* Texto para leitura:
▽
Fachadas de prédios no centro de Beirute foram destruídas, móveis foram atirados às ruas, que ficaram cheias de vidro e detritos. Carros perto do porto capotaram.
“Esse é o golpe fatal em Beirute. Somos uma área de desastre. Meu prédio estremeceu. Eu achei que era um terremoto”, disse Bilal, homem na casa dos 60 anos, no centro da cidade.
Como outros, ele culpou a elite política. “Já temos uma crise econômica, as pessoas estão com fome, e esses ladrões, eles vão nos compensar pelas perdas? Quem compensará aqueles que perderam entes queridos?”, disse.
Outros países têm oferecido apoio. Estados do Golfo Árabe, que no passado foram grandes financiadores do Líbano, mas recentemente recuaram pelo que dizem ser interferência do Irã no país, enviaram aviões com equipamentos médicos e outros suprimentos. O Irã ofereceu comida e um hospital de campanha, disse a agência de notícias Isna.
Estados Unidos, Reino Unido, França e outras nações ocidentais, que vêm exigindo mudanças políticas no Líbano, também ofereceram ajuda. A Holanda disse que enviaria médicos, enfermeiros e equipes de busca especializada e resgate.
“Essa explosão sela o colapso do Líbano. Eu realmente culpo a classe governante”, disse Hassan Zaiter, 32, gerente do muito danificado Le Gray Hotel, no centro de Beirute.
Para muitos, foi uma dolorosa lembrança da guerra civil entre 1975 e 1990 que rasgou a nação em duas e destruiu faixas de Beirute, muitas das quais foram reconstruídas. A reconstrução pós-guerra e a corrupção política atolaram o Líbano em dívidas gigantescas.
Impacto sobre alimentos
O principal silo de armazenamento de grãos do Líbano, no porto de Beirute, foi destruído na explosão, o que deixa o país com menos de um mês em reservas de grãos, embora ainda haja farinha suficiente para evitar uma crise, disse o ministro da economia, Raoul Nehme, nesta quarta-feira.
Segundo ele, o Líbano precisa de reservas para ao menos três meses para garantir a segurança alimentar e estava olhando outras áreas para armazenamento.
△
* Requisitos do exercício:
A: Por favor, copie do texto sobre Beirute o trecho que começa nas palavras "Como outros, ele" e termina depois das palavras "especializada e resgate.".
B: Responda com base no texto sobre Beirute:
(i) O que Bilal achou que estava acontecendo quando seu prédio estremeceu?
(ii) Qual é a função de Hassan Zaiter?
(iii) Para quantos meses, no mínimo, o Líbano precisa de reservas para garantir a segurança alimentar?
Use somente o texto sobre Beirute como fonte.

Dados de localização espacial
▽
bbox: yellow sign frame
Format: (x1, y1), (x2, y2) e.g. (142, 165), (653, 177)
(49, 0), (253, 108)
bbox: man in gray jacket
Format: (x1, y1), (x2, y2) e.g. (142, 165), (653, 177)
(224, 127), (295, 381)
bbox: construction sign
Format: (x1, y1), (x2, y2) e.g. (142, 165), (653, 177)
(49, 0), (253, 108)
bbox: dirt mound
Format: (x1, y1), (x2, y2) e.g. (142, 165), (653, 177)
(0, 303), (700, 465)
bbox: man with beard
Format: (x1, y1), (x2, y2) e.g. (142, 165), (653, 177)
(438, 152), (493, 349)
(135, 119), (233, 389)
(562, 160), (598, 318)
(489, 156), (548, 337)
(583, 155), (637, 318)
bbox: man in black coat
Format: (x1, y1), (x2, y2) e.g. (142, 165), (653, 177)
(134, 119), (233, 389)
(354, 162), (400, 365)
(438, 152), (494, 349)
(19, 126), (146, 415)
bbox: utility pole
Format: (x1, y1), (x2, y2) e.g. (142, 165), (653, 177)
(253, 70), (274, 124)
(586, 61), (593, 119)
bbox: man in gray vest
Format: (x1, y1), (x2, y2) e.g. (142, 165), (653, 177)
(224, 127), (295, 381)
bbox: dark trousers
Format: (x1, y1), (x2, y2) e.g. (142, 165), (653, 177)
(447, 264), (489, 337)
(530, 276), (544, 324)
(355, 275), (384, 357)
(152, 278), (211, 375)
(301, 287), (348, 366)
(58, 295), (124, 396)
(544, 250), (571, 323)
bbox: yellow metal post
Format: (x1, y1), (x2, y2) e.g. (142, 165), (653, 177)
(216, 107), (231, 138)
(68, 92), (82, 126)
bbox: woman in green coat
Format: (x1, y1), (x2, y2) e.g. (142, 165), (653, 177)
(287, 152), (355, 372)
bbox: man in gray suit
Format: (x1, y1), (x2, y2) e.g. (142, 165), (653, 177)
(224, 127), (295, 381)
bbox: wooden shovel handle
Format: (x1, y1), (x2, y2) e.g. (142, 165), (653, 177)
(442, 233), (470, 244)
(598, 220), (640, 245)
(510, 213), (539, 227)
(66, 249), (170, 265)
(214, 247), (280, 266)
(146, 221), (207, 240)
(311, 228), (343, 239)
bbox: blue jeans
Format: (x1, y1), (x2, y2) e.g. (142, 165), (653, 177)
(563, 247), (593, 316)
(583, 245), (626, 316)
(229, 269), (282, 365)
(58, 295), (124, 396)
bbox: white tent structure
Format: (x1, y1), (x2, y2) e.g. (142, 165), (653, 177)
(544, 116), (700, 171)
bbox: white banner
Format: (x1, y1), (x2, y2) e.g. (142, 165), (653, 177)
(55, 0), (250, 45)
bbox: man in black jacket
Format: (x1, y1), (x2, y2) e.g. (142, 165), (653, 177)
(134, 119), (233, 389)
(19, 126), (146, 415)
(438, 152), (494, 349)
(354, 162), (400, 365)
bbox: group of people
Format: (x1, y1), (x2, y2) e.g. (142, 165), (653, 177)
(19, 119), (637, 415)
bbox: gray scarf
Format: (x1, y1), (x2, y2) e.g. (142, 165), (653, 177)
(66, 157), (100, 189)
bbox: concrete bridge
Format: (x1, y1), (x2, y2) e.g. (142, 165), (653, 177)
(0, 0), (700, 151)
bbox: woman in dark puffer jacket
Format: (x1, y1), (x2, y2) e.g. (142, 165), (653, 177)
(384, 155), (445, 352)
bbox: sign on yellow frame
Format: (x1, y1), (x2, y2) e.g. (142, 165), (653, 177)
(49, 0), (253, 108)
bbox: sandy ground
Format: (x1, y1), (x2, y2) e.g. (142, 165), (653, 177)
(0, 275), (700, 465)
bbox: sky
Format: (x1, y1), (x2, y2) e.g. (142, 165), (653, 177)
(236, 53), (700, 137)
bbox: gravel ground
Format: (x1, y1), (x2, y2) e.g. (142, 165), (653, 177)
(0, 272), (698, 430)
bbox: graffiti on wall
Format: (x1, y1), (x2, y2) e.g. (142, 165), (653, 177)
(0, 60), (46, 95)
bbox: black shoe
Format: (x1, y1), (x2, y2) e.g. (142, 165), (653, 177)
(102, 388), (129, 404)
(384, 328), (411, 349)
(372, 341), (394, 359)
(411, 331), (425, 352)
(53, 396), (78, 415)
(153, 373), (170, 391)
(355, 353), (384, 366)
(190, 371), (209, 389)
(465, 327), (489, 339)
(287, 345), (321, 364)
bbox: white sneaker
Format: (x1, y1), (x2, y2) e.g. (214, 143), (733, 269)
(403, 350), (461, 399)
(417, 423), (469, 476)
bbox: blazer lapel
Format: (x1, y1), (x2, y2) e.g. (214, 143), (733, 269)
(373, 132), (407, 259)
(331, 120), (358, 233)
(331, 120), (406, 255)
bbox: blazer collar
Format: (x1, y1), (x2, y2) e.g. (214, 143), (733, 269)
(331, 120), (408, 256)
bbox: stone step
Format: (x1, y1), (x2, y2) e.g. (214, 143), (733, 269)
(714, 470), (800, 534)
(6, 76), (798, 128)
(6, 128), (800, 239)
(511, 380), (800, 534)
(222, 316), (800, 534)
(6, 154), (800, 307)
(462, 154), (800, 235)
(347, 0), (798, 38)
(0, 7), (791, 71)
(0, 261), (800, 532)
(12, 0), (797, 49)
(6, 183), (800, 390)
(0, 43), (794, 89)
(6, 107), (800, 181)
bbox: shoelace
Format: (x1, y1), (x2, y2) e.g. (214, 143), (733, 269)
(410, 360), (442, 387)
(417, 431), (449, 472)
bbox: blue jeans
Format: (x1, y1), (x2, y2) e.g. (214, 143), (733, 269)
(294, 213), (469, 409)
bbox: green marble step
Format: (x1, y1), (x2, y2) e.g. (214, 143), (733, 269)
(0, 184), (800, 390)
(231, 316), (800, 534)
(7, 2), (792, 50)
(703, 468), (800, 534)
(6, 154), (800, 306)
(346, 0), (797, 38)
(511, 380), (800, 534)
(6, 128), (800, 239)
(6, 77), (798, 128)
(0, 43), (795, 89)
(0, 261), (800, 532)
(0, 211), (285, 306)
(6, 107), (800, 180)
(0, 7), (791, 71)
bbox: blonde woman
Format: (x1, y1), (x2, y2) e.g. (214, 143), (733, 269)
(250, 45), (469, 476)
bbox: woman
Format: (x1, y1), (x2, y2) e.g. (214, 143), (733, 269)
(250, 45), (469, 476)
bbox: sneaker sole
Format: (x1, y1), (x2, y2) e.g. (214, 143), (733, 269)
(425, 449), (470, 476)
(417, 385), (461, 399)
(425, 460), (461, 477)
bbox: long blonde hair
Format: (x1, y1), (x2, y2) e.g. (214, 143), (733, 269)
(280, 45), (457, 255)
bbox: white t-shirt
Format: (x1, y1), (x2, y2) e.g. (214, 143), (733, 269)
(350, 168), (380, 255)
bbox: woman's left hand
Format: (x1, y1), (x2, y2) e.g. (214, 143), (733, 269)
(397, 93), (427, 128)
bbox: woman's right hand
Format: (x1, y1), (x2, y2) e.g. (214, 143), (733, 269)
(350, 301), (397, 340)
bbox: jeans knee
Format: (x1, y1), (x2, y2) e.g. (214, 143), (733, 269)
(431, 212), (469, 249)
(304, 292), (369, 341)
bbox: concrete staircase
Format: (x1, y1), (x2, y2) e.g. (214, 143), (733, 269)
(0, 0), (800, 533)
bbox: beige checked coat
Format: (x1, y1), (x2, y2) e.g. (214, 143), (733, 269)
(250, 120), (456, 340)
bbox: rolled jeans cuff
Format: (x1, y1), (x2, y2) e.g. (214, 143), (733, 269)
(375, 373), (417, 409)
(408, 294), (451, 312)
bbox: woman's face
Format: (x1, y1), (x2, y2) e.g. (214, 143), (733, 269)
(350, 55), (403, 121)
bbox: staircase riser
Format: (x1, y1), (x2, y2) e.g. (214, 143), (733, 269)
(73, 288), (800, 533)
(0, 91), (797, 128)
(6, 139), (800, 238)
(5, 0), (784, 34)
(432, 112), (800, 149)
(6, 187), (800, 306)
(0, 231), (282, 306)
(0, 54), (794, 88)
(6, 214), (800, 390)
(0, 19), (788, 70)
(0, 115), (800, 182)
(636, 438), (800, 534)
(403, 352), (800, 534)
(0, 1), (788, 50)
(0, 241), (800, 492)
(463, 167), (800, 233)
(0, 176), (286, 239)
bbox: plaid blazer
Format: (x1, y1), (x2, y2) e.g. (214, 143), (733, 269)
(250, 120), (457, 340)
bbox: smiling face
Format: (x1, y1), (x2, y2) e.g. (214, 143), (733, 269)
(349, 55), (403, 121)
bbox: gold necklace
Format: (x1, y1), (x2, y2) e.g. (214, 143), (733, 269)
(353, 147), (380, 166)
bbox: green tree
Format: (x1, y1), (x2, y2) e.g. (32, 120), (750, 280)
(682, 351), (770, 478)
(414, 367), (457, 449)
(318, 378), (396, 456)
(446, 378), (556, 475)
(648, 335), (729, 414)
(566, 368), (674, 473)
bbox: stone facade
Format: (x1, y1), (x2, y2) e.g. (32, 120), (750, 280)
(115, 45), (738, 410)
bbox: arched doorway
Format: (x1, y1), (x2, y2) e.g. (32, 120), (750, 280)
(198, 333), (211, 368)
△
* Conjunto de respostas:
A:
Como outros, ele culpou a elite política. “Já temos uma crise econômica, as pessoas estão com fome, e esses ladrões, eles vão nos compensar pelas perdas? Quem compensará aqueles que perderam entes queridos?”, disse.
Outros países têm oferecido apoio. Estados do Golfo Árabe, que no passado foram grandes financiadores do Líbano, mas recentemente recuaram pelo que dizem ser interferência do Irã no país, enviaram aviões com equipamentos médicos e outros suprimentos. O Irã ofereceu comida e um hospital de campanha, disse a agência de notícias Isna.
Estados Unidos, Reino Unido, França e outras nações ocidentais, que vêm exigindo mudanças políticas no Líbano, também ofereceram ajuda. A Holanda disse que enviaria médicos, enfermeiros e equipes de busca especializada e resgate.

B:
(i) Ele achou que era um terremoto.
(ii) Ele é gerente do Le Gray Hotel, no centro de Beirute.
(iii) Para ao menos três meses.